● Records supplied
..............................

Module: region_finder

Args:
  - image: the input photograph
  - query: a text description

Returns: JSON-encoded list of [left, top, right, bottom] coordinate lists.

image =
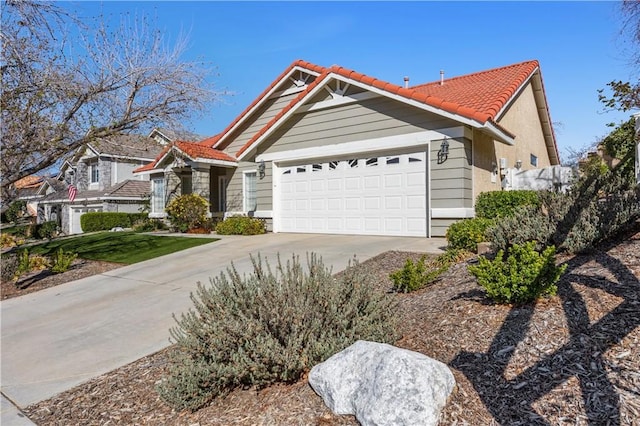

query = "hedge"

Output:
[[80, 212, 147, 232]]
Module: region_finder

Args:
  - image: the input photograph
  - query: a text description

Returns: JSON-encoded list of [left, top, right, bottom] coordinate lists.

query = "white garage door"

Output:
[[278, 151, 427, 237]]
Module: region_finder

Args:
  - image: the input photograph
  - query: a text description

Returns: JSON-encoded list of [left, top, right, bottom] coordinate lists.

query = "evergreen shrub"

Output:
[[158, 254, 397, 410], [446, 217, 494, 253], [475, 190, 540, 219], [165, 194, 209, 232], [216, 216, 267, 235], [80, 212, 137, 232], [469, 241, 567, 304]]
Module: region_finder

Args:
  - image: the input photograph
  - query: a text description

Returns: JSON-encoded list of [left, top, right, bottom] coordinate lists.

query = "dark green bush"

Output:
[[165, 194, 209, 232], [0, 253, 20, 281], [80, 212, 135, 232], [3, 200, 27, 222], [446, 217, 494, 253], [36, 220, 58, 240], [216, 216, 267, 235], [469, 241, 567, 304], [487, 191, 640, 253], [51, 247, 78, 274], [158, 254, 397, 410], [475, 190, 540, 219]]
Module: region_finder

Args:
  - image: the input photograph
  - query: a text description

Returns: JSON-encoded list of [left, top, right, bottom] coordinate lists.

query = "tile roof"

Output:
[[409, 61, 540, 121], [232, 61, 539, 157], [89, 135, 163, 159], [41, 179, 151, 202], [134, 141, 238, 173], [199, 59, 325, 147]]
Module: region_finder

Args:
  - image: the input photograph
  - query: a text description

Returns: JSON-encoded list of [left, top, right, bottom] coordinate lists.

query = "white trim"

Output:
[[242, 169, 258, 214], [426, 141, 432, 238], [256, 126, 464, 162], [431, 207, 476, 219], [238, 73, 514, 161], [296, 92, 381, 114], [213, 65, 320, 148]]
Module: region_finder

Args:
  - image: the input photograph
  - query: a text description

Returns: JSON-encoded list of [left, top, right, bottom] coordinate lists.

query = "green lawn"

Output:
[[29, 232, 218, 265]]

..............................

● Task goal
Switch "photograph" to "picture" throughout the stretch from the start of the records through the line containing "[[278, 151, 427, 237]]", leaving everything else unchanged. Reproduce only that stretch, without the pictures.

● Answer to the problem
Module: region_finder

Args:
  - image: the input picture
  - query: a text description

Returns: JSON-encoded list of [left, top, right, bottom] coordinate lists.

image =

query = "hedge"

Output:
[[80, 212, 147, 232]]
Module: region_finder

Args:
  - image: the input picture
  - query: a text description

Returns: JSON-encoded list of [left, top, right, bottom] coordinate lists.

query = "white garage door"

Output:
[[278, 151, 427, 237]]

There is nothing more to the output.